--- Task data ---

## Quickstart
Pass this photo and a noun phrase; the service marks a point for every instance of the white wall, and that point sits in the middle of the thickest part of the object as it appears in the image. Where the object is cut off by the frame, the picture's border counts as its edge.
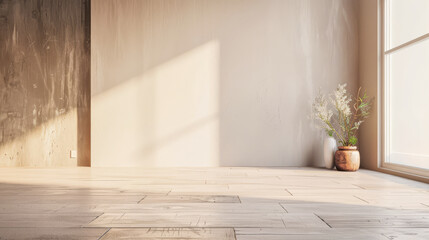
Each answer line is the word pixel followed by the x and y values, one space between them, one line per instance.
pixel 215 82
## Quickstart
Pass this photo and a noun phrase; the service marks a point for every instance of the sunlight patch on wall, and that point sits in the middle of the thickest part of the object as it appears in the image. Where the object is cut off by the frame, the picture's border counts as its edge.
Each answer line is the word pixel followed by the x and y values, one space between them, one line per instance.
pixel 167 116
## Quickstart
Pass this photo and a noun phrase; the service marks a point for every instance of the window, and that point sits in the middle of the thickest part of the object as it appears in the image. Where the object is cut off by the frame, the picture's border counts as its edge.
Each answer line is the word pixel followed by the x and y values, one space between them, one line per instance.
pixel 405 85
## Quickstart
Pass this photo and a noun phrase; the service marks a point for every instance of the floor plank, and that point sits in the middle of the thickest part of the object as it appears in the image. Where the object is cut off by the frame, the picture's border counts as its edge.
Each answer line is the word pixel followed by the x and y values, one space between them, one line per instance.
pixel 210 203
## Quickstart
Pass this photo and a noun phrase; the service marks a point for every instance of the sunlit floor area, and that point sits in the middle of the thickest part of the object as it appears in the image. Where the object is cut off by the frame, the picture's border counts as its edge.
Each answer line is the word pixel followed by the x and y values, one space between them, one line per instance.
pixel 210 203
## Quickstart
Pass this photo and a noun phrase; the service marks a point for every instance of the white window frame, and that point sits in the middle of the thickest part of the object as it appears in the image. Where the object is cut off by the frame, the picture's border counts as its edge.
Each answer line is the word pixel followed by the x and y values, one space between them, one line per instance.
pixel 383 96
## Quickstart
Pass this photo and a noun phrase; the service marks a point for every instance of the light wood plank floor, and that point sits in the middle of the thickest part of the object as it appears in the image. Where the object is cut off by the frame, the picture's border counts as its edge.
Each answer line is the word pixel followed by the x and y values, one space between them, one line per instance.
pixel 210 203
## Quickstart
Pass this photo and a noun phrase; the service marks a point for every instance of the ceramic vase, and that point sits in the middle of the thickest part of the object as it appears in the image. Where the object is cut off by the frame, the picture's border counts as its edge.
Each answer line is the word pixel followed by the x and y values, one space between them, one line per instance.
pixel 347 159
pixel 329 148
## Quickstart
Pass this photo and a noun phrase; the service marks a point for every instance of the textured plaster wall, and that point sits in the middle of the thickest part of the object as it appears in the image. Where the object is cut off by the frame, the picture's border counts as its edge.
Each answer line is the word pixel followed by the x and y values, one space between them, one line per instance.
pixel 215 82
pixel 368 79
pixel 44 82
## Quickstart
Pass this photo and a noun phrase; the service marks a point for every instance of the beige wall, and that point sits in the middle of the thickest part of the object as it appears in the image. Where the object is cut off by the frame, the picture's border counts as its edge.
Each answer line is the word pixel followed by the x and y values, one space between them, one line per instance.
pixel 368 75
pixel 215 82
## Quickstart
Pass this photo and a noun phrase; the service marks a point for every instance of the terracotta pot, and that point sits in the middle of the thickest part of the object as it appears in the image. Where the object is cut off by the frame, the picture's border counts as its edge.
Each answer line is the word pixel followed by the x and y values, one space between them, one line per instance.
pixel 347 159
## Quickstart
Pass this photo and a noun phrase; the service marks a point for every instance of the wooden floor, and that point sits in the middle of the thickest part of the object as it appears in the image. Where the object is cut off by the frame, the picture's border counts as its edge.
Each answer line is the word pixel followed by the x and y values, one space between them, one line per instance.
pixel 210 203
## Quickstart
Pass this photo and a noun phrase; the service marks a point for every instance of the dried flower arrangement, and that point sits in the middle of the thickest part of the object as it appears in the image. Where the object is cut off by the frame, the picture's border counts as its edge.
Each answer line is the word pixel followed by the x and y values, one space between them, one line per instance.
pixel 336 116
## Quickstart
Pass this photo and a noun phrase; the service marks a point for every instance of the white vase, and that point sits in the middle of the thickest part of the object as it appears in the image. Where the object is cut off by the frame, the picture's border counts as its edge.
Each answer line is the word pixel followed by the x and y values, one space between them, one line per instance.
pixel 329 148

---

◆ Aim of the exercise ◆
Give back, verbatim, the lines from the top of the entries above through the line containing "white wall, and".

◆ Exercise solution ◆
## Quickstart
Pass this photo and a noun phrase; the service marks a point for every instance of the white wall, and that point sits in the middle of the thickest part of the object as it appears in the image. Where the object is cut off by the frame, the picture's border counts as its edge.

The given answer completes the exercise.